Editing Phylogenies

This is some basic code for messing with phylogenies and making them look nice in R. It uses a bastard combination of multiple packages:

library(ape)             # v3.4
library(ggtree)          # v1.2.10
library(ggplot2)         # v2.0.0
library(wesanderson)     # v0.3.2 only needed for certain colors
library(phangorn)        # v2.0.1

Here’s how you can read in a generic tree file in newick format:

tree=read.tree("/Volumes/hoekstrafs1/taste/trees/01_15_16/RAxML_bipartitions.ProteinTree")

If for whatever reason you have single nodes in the tree (nodes with a single descendant), here’s a quick ape function that takes care of that with magic:

tree<-collapse.singles(tree)

GGtree also has a specific function for reading in RAxML phylogenies. I’ve found that while this makes initital interpretation easier, it seriously limits downstream actions because the RAxML tree object is harder to use with all the packages here. Regardless, here’s how to read in a RAxML tree:

tree<-read.raxml("RAxML/RAxML_bipartitionsBranchLabels.firstML")

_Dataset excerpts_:
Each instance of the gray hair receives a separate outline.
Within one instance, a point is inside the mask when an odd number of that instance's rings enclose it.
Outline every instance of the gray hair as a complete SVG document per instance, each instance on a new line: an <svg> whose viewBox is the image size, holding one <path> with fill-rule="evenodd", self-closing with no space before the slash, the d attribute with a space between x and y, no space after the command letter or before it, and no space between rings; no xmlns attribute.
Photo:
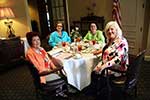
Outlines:
<svg viewBox="0 0 150 100"><path fill-rule="evenodd" d="M107 30L110 28L110 26L115 27L116 28L117 37L122 38L122 30L121 30L121 28L119 27L119 25L118 25L118 23L116 21L110 21L110 22L108 22L106 24L105 29L104 29L105 36L107 37Z"/></svg>

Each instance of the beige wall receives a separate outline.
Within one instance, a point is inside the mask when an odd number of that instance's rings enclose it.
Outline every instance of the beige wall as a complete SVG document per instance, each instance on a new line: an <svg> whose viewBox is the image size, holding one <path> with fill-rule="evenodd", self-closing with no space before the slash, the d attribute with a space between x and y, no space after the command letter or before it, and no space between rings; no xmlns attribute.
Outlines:
<svg viewBox="0 0 150 100"><path fill-rule="evenodd" d="M0 0L0 7L12 8L16 16L14 19L11 19L13 21L15 35L25 37L26 32L31 29L27 0ZM0 20L0 37L8 36L4 21Z"/></svg>
<svg viewBox="0 0 150 100"><path fill-rule="evenodd" d="M28 0L28 8L29 8L29 15L30 19L36 21L38 24L38 28L40 30L40 22L39 22L39 14L38 14L38 7L36 0Z"/></svg>
<svg viewBox="0 0 150 100"><path fill-rule="evenodd" d="M68 0L68 10L70 22L80 20L80 17L87 16L87 7L92 7L93 1L96 3L94 15L104 16L105 22L111 20L112 0Z"/></svg>

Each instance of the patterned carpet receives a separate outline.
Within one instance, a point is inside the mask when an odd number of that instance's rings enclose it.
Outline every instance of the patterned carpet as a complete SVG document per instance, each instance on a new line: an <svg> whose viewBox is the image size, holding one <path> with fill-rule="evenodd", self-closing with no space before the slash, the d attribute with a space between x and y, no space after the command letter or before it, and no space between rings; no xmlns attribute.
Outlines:
<svg viewBox="0 0 150 100"><path fill-rule="evenodd" d="M144 62L141 67L136 100L150 100L150 62ZM36 100L35 89L30 72L25 65L0 74L0 100ZM69 100L94 100L82 92L70 95ZM133 98L130 98L133 100Z"/></svg>

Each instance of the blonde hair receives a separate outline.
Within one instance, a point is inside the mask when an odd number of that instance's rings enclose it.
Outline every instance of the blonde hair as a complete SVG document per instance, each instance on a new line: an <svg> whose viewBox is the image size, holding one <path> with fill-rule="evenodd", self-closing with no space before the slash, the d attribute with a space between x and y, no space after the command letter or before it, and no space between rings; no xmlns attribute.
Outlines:
<svg viewBox="0 0 150 100"><path fill-rule="evenodd" d="M123 37L123 36L122 36L122 30L121 30L121 28L119 27L119 25L118 25L118 23L117 23L116 21L110 21L110 22L108 22L108 23L106 24L105 29L104 29L106 38L107 38L107 30L108 30L111 26L115 27L117 37L122 38L122 37ZM107 38L107 39L108 39L108 38ZM107 41L107 42L109 42L109 41Z"/></svg>

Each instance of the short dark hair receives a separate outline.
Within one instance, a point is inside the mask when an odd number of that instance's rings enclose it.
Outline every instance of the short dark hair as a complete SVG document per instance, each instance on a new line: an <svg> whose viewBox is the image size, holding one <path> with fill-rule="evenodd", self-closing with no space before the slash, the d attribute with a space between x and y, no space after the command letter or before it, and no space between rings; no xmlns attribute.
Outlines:
<svg viewBox="0 0 150 100"><path fill-rule="evenodd" d="M28 41L28 43L29 43L30 46L32 45L32 38L34 36L40 37L40 35L39 35L38 32L27 32L26 33L26 38L27 38L27 41Z"/></svg>

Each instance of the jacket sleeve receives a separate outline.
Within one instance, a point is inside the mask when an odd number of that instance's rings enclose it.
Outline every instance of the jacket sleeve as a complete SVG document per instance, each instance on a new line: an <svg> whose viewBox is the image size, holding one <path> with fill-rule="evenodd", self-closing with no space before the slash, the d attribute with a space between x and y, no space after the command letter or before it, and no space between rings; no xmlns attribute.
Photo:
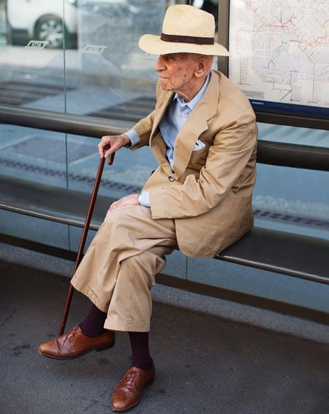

_What this exercise asks_:
a. From the page on editing phylogenies, echo the stretch from "Here’s how you" through "tree<-collapse.singles(tree)".
b. Which R packages are loaded with library() calls in the page on editing phylogenies?
c. Go on with the page on editing phylogenies from its last line.

_Answers provided_:
a.
Here’s how you can read in a generic tree file in newick format:

tree=read.tree("/Volumes/hoekstrafs1/taste/trees/01_15_16/RAxML_bipartitions.ProteinTree")

If for whatever reason you have single nodes in the tree (nodes with a single descendant), here’s a quick ape function that takes care of that with magic:

tree<-collapse.singles(tree)

b.
ape
ggtree
ggplot2
wesanderson
phangorn

c.
Let’s say you have ugly labels at the tips of your branches, like so:

head(tree$tip.label)

## [1] "BW_NW_006501958.1_638666_641604_ORF_1"
## [2] "CA_TRINITY_GG_101_c0_g1_i1_ORF_1"     
## [3] "PO_TRINITY_GG_90_c3_g1_i1_ORF_1"      
## [4] "LL_TRINITY_GG_87_c4_g1_i1_ORF_1"      
## [5] "LL_TRINITY_GG_286_c0_g1_i1_ORF_1"     
## [6] "BW_NW_006501958.1_646973_649914_ORF_1"

It’s easy to clean them up for easier presentation down the line:

seq = tree$tip.label  #Create vector of tip labels
dd = data.frame(seq)  #Make that the first column of a data frame

# Below, we add a column to the data frame called 'taxa'. Using grep, we can
# easily populate this column with the names we want to use for our final
# tree
dd$Species = 0
dd$Species[grep("PO", dd$seq)] = "Peromyscus polionotus"
dd$Species[grep("BW", dd$seq)] = "Peromyscus maniculatus"
dd$Species[grep("LL", dd$seq)] = "Peromyscus leucopus"
dd$Species[grep("CA", dd$seq)] = "Peromyscus californicus"
print(dd[1:4, ])

##                                     seq                 Species
## 1 BW_NW_006501958.1_638666_641604_ORF_1  Peromyscus maniculatus
## 2      CA_TRINITY_GG_101_c0_g1_i1_ORF_1 Peromyscus californicus
## 3       PO_TRINITY_GG_90_c3_g1_i1_ORF_1   Peromyscus polionotus
## 4       LL_TRINITY_GG_87_c4_g1_i1_ORF_1     Peromyscus leucopus

Now on to plotting. Here I’ve created a function that will assign colors to each taxon in the tree. Just input the dataframe you created earlier:

cls <- function(dd){
  ss<-sort(unique(dd$Species))
  colors<-setNames(palette()[1:length(ss)],ss)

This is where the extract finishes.